### Activity
The answer is all of the data repeated exactly, with each picture omitted.

### Dataset entries
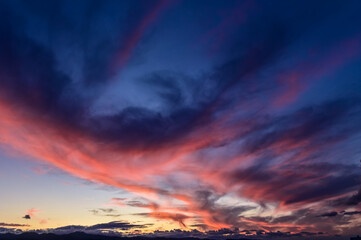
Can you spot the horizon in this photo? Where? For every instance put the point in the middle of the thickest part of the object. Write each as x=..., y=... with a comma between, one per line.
x=181, y=118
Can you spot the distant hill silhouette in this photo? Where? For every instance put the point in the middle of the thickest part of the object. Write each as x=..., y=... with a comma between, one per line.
x=82, y=236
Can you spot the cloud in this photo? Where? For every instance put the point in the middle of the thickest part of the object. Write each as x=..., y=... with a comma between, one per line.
x=114, y=225
x=188, y=143
x=330, y=214
x=106, y=212
x=13, y=225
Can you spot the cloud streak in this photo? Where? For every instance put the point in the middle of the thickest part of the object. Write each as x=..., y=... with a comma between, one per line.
x=227, y=145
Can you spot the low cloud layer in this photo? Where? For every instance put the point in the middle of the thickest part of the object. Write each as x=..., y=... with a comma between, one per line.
x=254, y=128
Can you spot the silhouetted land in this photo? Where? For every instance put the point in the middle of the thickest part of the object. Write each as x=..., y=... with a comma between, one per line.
x=82, y=236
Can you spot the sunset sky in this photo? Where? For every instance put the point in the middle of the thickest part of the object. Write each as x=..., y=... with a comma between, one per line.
x=210, y=117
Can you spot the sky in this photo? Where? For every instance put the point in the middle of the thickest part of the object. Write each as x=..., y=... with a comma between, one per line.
x=203, y=118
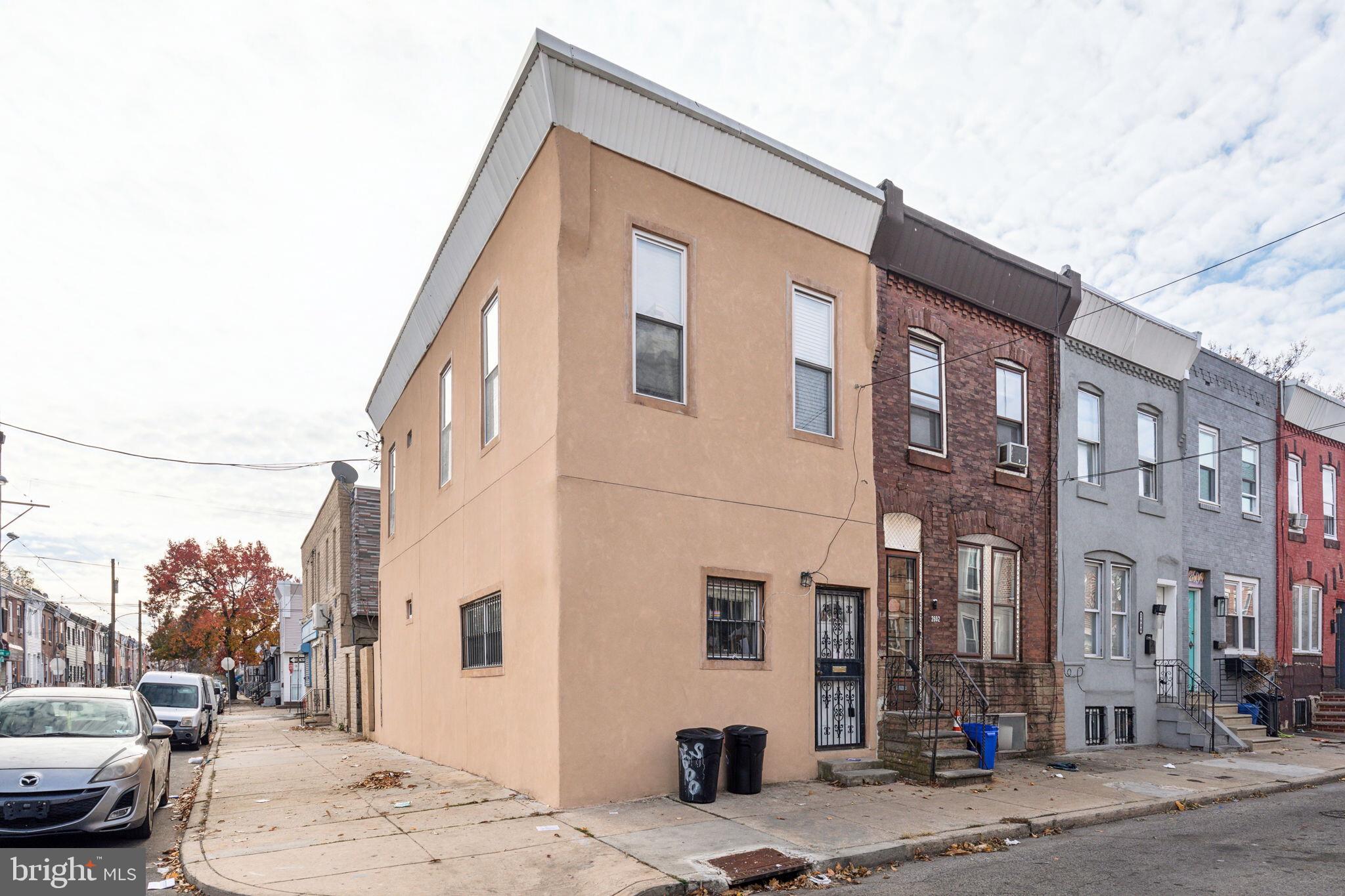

### Answer box
Can you spot the horizon in this photo? Where? For every instance put the point in the middle of the thickest part of the object. Write each as x=..., y=... with a comma between, one per line.
x=181, y=118
Can you spot the distant hill silhouette in this photo? Where? For every instance put the point in the middle of the thickest part of the object. Write each as x=..., y=... with a comma between, one per line.
x=82, y=236
Can you spot the cloud in this photo? Where? For every instance put the point in the middle of the thickest part of the object. Write each as x=..., y=... with a comma between, one per line.
x=114, y=225
x=188, y=143
x=330, y=214
x=106, y=212
x=13, y=225
Can you spot the cloud streak in this photo? Where? For every instance put the point in the middle of the thickest part of the object. Write each as x=..., y=... with a comma between, one per line.
x=227, y=145
Can you spot the low cloud layer in this photo? Where? For every instance put the point in the middle of the thickest part of the object. Write each as x=..., y=... with a comma between, one per line.
x=254, y=128
Can you spot the silhouetted land in this photo? Where? For every instance put the point in the middle of the thickest part of the object. Write each as x=..., y=... with a comma between, one per line.
x=82, y=236
Can you spot the sunset sky in this photo? Where? For every instance put the point in the middle of the thickest part of the object. Write each as x=..., y=... with a comma between, one per line.
x=210, y=117
Can you spot the sky in this photo? Where? For every instance put the point in the middle of the thickest part of the object. Write each as x=..., y=... with a comma between, one per line.
x=203, y=118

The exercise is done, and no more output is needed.